=== Extracted material ===
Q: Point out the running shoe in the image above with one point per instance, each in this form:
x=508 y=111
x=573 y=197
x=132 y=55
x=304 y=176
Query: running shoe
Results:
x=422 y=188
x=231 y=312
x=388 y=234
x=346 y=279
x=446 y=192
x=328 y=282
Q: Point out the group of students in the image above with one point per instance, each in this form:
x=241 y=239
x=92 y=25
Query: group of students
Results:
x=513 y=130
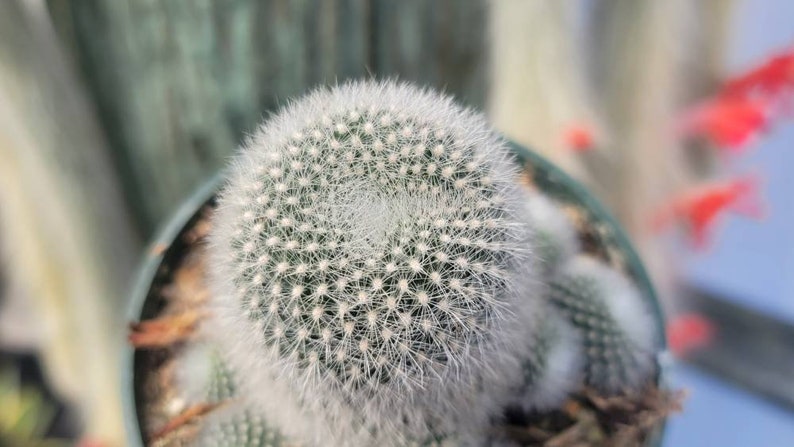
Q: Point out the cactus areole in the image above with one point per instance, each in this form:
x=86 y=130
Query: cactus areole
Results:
x=380 y=274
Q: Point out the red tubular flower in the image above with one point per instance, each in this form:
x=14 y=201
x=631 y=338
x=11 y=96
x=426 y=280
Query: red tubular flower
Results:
x=688 y=332
x=579 y=138
x=730 y=123
x=771 y=79
x=701 y=208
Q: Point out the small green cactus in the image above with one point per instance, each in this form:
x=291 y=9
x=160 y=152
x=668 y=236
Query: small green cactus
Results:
x=555 y=237
x=617 y=331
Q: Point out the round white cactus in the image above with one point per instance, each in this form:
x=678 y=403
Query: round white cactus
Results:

=== Problem to work on ===
Copy the data word for word, no pictures.

=== Response to the task ===
Q: Point out the running shoe in the image above with one point per instance, each in this form:
x=508 y=111
x=573 y=197
x=132 y=55
x=304 y=176
Query: running shoe
Results:
x=422 y=188
x=231 y=312
x=388 y=234
x=346 y=279
x=446 y=192
x=328 y=282
Q: Point out the group of students in the image above with one point per instance, each in this form:
x=241 y=239
x=92 y=25
Query: group of students
Results:
x=513 y=130
Q: Point out the cactus areole in the image above with one point per instance, each in this form:
x=86 y=130
Query: cactus areole
Results:
x=380 y=274
Q: Point out the red tubular flower in the image above with one point per instance, each in this form:
x=14 y=201
x=631 y=338
x=11 y=96
x=426 y=280
Query: red tubular flower
Results:
x=688 y=332
x=579 y=138
x=730 y=123
x=771 y=79
x=701 y=208
Q: Point out the small green cactus in the image above with one point per instance, each in this form:
x=291 y=9
x=160 y=152
x=668 y=236
Query: small green cactus
Results:
x=555 y=237
x=617 y=331
Q: Point out the round white cactus in the image above with one point per instance, each in this form:
x=678 y=403
Query: round white cactus
Results:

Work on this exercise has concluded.